Passage >>
[comp.lang.functional] Type Inference in ML

mmcg@bruce.cs.monash.OZ.AU (Mike McGaughey) (01/17/91)

There *is* an anomaly in the LML type inference algorithm - one which
has recently prevented my use of the language for some very elegant
continuation based solutions to problems.  The simplest form of the
problem is that the expression

	let x = hd o hd in x

will typecheck properly - to (List (List *a))->*a) - whereas

	(\x.x o x) hd

will not.  The problem with the second expression seems to be that the
inference algorithm erroneously expects both of the 'x' values in the
x o x to have the same type signature, when in fact it is only the _form_
of the signature that should be shared (perhaps a new set of type
variables should be created for each occurrence of x, and then unified
in the normal way).  Thus the type of x in the expression is given as
(*a->*a).

I have three questions: can anyone point me to an algorithm or paper
describing a polymorphic type system which does not share this
anomaly?  Are there any readily available lazy functional languages
which use this system?  Has anyone modified the LML compiler to do
this? (looks around hopefully... :-)

Cheers,

    Mike.
-- 
Mike McGaughey			ACSNET:	mmcg@bruce.cs.monash.oz

"His state is kingly; thousands at his bidding speed,
 And post o'er land and ocean without rest."		- Milton.

brian@comp.vuw.ac.nz (Brian Boutel) (01/17/91)

In article <3603@bruce.cs.monash.OZ.AU>, mmcg@bruce.cs.monash.OZ.AU
(Mike McGaughey) writes:
|> There *is* an anomaly in the LML type inference algorithm - one
|> which
|> has recently prevented my use of the language for some very elegant
|> continuation based solutions to problems.  The simplest form of the
|> problem is that the expression
|> 
|> 	let x = hd o hd in x
|> 
|> will typecheck properly - to (List (List *a))->*a) - whereas
|> 
|> 	(\x.x o x) hd
|> 
|> will not.  The problem with the second expression seems to be that
|> the
|> inference algorithm erroneously expects both of the 'x' values in
|> the
|> x o x to have the same type signature, when in fact it is only the
|> _form_
|> of the signature that should be shared (perhaps a new set of type
|> variables should be created for each occurrence of x, and then
|> unified
|> in the normal way).  Thus the type of x in the expression is given
|> as
|> (*a->*a).
|>

This is NOT erroneous. It is quite normal Hindley/Milner typing, and
other functional languages behave the same way. It is usually expressed
by saying that the type variables associated with lambda-bound variables
are non-generic.

Indeed it is the reason why functional languages need the let (or where)

Tasks to perform >>
1. From the type inference thread, quote the text beginning at the words "I have three" and ending after the words "around hopefully... :-)".
2. List each thing Mike McGaughey asks readers in his first post in the type inference thread.
3. Answer these about the type inference thread:
(a) What date is shown on both posts?
(b) Which poet is credited in Mike McGaughey's signature?
(c) According to Brian Boutel, how is this typing behavior usually expressed?

Dataset rows >>
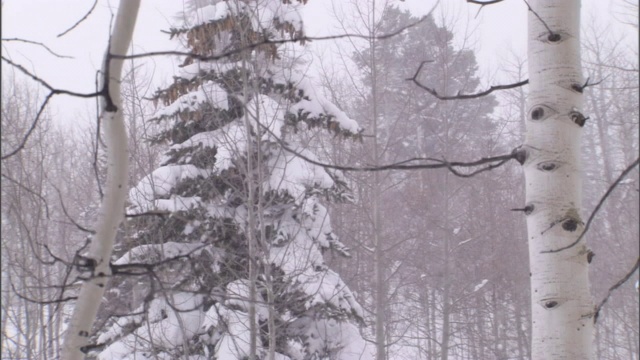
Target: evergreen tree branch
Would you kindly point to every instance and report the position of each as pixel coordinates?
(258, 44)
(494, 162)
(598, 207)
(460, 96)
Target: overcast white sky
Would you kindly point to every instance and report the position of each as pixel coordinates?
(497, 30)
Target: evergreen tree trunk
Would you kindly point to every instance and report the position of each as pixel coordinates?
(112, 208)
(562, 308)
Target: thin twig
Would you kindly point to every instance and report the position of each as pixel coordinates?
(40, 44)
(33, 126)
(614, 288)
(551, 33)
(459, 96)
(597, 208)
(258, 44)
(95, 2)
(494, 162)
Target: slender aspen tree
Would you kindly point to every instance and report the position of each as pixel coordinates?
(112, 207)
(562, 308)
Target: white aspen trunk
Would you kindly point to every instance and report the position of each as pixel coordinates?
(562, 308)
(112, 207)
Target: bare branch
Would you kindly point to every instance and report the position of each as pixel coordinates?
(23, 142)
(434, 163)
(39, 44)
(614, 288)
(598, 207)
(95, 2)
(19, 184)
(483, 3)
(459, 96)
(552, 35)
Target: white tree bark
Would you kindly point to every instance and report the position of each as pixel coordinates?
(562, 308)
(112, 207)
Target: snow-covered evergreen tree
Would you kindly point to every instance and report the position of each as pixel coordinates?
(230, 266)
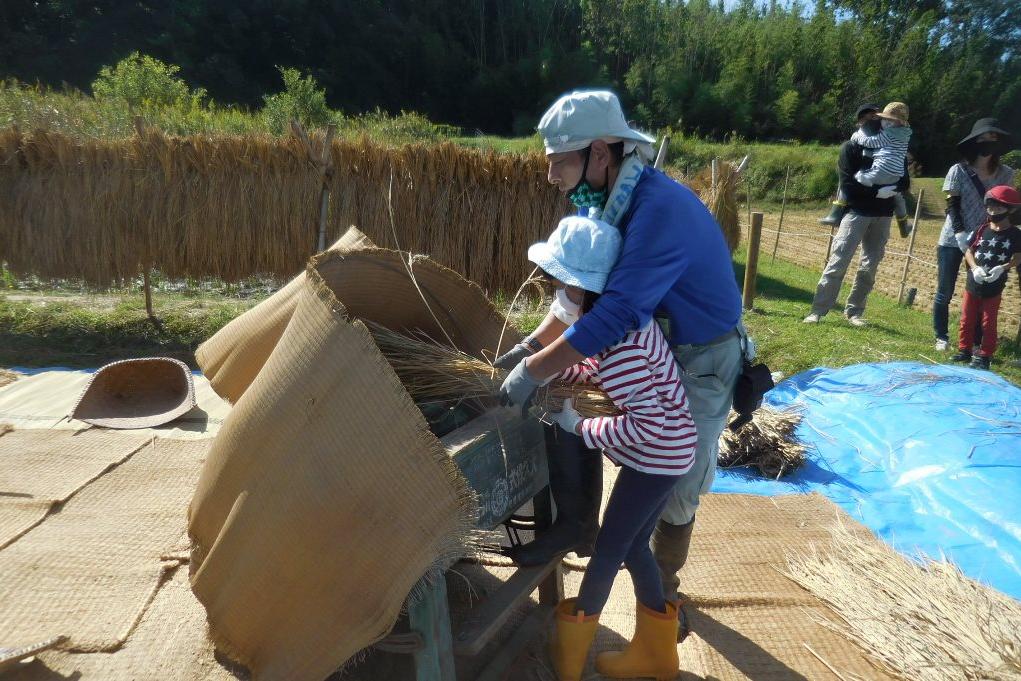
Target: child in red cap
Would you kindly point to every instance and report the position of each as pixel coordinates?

Written responses >>
1.
I have three questions: can anyone point me to an algorithm or paper
describing a polymorphic type system which does not share this
anomaly?  Are there any readily available lazy functional languages
which use this system?  Has anyone modified the LML compiler to do
this? (looks around hopefully... :-)

2.
- Can anyone point him to an algorithm or paper describing a polymorphic type system that does not share this anomaly?
- Are there any readily available lazy functional languages that use this system?
- Has anyone modified the LML compiler to do this?

3.
(a) 01/17/91
(b) Milton
(c) By saying that the type variables associated with lambda-bound variables are non-generic.